(Pointing records)
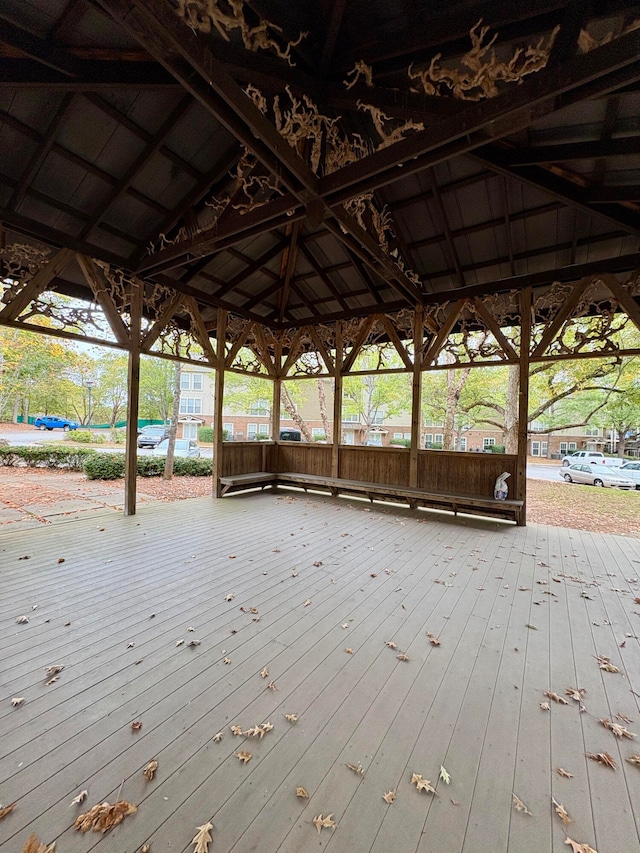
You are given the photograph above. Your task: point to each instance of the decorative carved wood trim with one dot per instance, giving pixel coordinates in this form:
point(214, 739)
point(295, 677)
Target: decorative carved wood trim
point(445, 330)
point(37, 285)
point(95, 279)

◆ CHALLENGE
Reproduce every line of the items above word for word, leaving out the pictures.

◆ WRITTEN SOLUTION
You are given the photograph above. Your task: point to each instance of the decorative carved wood trim with one dot per instance, giving pixel coordinates in this form:
point(214, 739)
point(295, 677)
Target: decorative carved wood trim
point(445, 330)
point(37, 285)
point(95, 279)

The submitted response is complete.